Previo a ello, en los últimos meses, han ocurrido numerosos traslados de migrantes, incluyendo venezolanos, a otros destinos.
La polarización creada en la comunidad venezolana ha llevado a un sector a estigmatizar a todos los migrantes venezolanos por ser “inmigrantes indocumentados” o “delincuentes que no deseamos en Estados Unidos”.
Esta generalización no solo relega su dignidad humana, sino que incita al odio y al rencor —dos sentimientos que el chavismo en sus albores supo explotar para destruir el tejido de la otrora cohesiva sociedad venezolana.
El Gran Debate
Más allá de las convicciones políticas de cada persona, que merecen todas ser respetadas, estas críticas a los migrantes ignoran a menudo que el exilio venezolano, al igual que el cubano, se ha ido formando en distintas capas, en distintas diásporas.
Pertenezco a la diáspora de los que salimos por avión y con visa estampada en el pasaporte. Si bien me siento muy afortunado de ser —tras un largo y arduo esfuerzo— ciudadano estadounidense por naturalización, comprendo que no todos corremos la misma suerte ni poseemos la misma preparación para labrarnos un nuevo futuro partiendo, en muchos casos, desde cero.
Hoy, miles de quienes huyen de la impotencia y el desaliento son caminantes y balseros que arriesgan sus vidas —y las de sus familias— a golpe de machete en la selva o a bordo de frágiles embarcaciones.
Y padecen los quebrantos propios del caminante sin papeles, las puertas cerradas de un mundo hostil que a menudo los rechaza, si bien es innegable el fenómeno de la delincuencia que se ha infiltrado en los países de acogida de los venezolanos.
No me gusta hacer comparaciones porque todos recorremos senderos diferentes y somos el resultado de circunstancias particulares, como las de mis abuelos, que sufrieron un genocidio incomparable con los detonantes de las migraciones actuales.
Pero vale la pena recordar, si alguien lo ha olvidado, que cualquier venezolano o ciudadano extranjero que ingresó a Estados Unidos con visa de turista y permaneció más tiempo del periodo de estadía autorizado por el oficial de Aduanas mientras encontraba una solución migratoria a su caso, generalmente ha tenido “presencia ilegal” en este país, según las leyes de inmigración.

=====

[COMPLETE LO SIGUIENTE]
a - En el texto sobre la migración venezolana, ¿a qué diáspora dice pertenecer quien escribe?
b - Reproduzca del texto sobre la migración venezolana el fragmento que va desde "Hoy, miles de" hasta "las migraciones actuales.", ambas palabras incluidas.
Las líneas son material aparte y no guardan relación con el texto.

[MATERIAL EXTRAÍDO]
=====

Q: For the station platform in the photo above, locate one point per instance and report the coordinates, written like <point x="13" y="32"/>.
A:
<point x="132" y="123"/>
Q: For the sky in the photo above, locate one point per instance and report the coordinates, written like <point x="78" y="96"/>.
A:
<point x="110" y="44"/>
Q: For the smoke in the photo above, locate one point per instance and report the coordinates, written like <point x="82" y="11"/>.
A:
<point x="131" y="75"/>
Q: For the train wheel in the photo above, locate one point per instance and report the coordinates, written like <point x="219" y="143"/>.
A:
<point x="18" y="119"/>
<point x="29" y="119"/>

=====

[RESPUESTAS POR TAREA]
a - A la de quienes salieron por avión y con visa estampada en el pasaporte.

b -
Hoy, miles de quienes huyen de la impotencia y el desaliento son caminantes y balseros que arriesgan sus vidas —y las de sus familias— a golpe de machete en la selva o a bordo de frágiles embarcaciones.
Y padecen los quebrantos propios del caminante sin papeles, las puertas cerradas de un mundo hostil que a menudo los rechaza, si bien es innegable el fenómeno de la delincuencia que se ha infiltrado en los países de acogida de los venezolanos.
No me gusta hacer comparaciones porque todos recorremos senderos diferentes y somos el resultado de circunstancias particulares, como las de mis abuelos, que sufrieron un genocidio incomparable con los detonantes de las migraciones actuales.